**Aufgabe 1:** Schreibe alles vom Anfang der Einträge bis hinunter zur Zeile mit „police officer put“ Zeichen für Zeichen ab. Beide Enden gehören dazu.

**Zu lesender Auszug:**

****

Röttger-Interview: „Wired“ will mit Consulting reüssieren

Eine Zeitschriftenmarke wird zum Beratungsunternehmen. Bereits im letzten Jahr angekündigt, nimmt „Wired Consulting“ für Unternehmen und Organisationen in der neu gegründeten Einheit „Wired3C“ Fahrt auf. In Zusammenarbeit mit spezialisierten Partnern entwickelt die Unit unter „Wired“-Chef Nikolaus Röttger seit kurzem maßgeschneiderte Programme. Lesen Sie hier das Clap-Interview mit Nikolaus Röttger:

 

Clap: Wir haben uns gerade die letzte Ausgabe von Wired angesehen …

Röttger: Und hat‘s Spaß gemacht?

Clap: Ganz schön viele lange Lesestrecken drin. Das fällt auf so im direkten Vergleich zu ‚Business Punk‘, dass Sie ja früher federführend entwickelt haben. Fühlen Sie sich denn eher als Nerd oder als Punk?

****

**Auszüge aus Datensätzen:**
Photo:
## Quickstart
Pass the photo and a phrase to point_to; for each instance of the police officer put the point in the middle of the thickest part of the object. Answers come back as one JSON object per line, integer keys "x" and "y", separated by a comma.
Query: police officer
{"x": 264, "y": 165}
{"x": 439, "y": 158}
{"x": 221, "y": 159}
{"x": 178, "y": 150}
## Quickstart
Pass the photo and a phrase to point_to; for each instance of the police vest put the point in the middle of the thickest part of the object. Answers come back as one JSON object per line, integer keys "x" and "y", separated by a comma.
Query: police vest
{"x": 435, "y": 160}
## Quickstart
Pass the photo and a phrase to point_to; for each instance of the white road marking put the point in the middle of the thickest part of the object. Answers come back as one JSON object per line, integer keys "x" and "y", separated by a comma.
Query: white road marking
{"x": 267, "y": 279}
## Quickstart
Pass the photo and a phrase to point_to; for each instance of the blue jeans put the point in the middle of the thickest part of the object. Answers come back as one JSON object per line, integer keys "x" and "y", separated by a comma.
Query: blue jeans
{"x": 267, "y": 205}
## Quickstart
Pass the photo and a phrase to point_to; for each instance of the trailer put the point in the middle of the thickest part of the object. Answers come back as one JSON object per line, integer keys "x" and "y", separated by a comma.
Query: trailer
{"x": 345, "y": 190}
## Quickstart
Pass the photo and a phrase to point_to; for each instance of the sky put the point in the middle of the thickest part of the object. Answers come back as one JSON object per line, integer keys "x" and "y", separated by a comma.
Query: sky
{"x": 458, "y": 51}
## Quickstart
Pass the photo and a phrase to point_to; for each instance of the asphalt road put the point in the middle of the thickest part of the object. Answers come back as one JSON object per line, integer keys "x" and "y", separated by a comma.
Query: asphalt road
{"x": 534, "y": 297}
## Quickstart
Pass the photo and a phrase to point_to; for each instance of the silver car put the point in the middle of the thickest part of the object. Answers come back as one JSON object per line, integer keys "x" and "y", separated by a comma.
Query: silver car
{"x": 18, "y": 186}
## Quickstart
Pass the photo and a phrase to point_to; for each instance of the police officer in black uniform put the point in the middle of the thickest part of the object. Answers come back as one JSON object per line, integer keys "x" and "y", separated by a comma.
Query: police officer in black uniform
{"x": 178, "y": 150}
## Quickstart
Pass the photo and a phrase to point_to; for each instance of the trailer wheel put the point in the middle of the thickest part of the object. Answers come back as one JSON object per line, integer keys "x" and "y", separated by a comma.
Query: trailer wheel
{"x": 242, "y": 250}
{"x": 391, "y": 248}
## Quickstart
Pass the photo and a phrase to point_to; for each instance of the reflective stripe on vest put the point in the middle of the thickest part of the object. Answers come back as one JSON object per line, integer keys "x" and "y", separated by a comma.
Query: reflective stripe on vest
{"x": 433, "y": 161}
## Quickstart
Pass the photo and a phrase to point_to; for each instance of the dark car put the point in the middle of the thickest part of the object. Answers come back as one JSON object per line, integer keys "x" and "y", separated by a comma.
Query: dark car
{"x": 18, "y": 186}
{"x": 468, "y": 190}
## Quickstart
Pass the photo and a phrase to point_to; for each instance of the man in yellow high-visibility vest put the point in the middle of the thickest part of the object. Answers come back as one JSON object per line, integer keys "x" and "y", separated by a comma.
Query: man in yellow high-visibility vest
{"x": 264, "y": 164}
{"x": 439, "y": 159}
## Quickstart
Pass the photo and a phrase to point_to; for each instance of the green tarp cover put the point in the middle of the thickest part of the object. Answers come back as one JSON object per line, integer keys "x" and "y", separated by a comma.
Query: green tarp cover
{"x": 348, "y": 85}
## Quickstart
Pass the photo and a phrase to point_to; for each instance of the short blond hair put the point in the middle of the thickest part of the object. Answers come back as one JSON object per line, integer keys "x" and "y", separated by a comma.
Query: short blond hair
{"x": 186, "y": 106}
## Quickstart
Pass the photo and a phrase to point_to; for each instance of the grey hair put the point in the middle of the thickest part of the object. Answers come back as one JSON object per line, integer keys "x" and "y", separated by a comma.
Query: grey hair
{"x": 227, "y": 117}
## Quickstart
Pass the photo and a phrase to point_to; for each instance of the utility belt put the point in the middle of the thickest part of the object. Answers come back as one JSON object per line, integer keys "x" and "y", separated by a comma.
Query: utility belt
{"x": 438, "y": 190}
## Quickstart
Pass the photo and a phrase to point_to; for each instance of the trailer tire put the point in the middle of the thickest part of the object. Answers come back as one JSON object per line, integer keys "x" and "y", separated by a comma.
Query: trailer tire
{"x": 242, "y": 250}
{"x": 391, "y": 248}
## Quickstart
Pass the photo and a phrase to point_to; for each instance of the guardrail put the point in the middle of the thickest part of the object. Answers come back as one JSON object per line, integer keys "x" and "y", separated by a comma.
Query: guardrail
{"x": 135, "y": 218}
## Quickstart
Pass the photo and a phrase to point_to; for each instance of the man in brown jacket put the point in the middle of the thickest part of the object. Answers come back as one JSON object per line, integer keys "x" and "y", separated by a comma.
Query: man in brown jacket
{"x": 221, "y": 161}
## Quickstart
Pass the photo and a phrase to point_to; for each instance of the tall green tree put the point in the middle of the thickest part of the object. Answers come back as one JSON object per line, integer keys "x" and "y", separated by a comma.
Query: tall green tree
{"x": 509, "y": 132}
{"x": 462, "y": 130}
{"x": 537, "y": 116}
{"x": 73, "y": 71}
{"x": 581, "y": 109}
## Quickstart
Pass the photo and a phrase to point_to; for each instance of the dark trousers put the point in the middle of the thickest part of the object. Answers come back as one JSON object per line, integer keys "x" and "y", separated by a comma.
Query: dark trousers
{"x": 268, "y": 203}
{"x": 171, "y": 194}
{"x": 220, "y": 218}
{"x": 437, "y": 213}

****

**Aufgabe 2:** Gib den Text über das Röttger-Interview vollständig und unverändert aus.

**Ausgabe 1:**
Photo:
## Quickstart
Pass the photo and a phrase to point_to; for each instance of the police officer put the point in the middle of the thickest part of the object. Answers come back as one JSON object per line, integer keys "x" and "y", separated by a comma.

**Ausgabe 2:**
Röttger-Interview: „Wired“ will mit Consulting reüssieren

Eine Zeitschriftenmarke wird zum Beratungsunternehmen. Bereits im letzten Jahr angekündigt, nimmt „Wired Consulting“ für Unternehmen und Organisationen in der neu gegründeten Einheit „Wired3C“ Fahrt auf. In Zusammenarbeit mit spezialisierten Partnern entwickelt die Unit unter „Wired“-Chef Nikolaus Röttger seit kurzem maßgeschneiderte Programme. Lesen Sie hier das Clap-Interview mit Nikolaus Röttger:

 

Clap: Wir haben uns gerade die letzte Ausgabe von Wired angesehen …

Röttger: Und hat‘s Spaß gemacht?

Clap: Ganz schön viele lange Lesestrecken drin. Das fällt auf so im direkten Vergleich zu ‚Business Punk‘, dass Sie ja früher federführend entwickelt haben. Fühlen Sie sich denn eher als Nerd oder als Punk?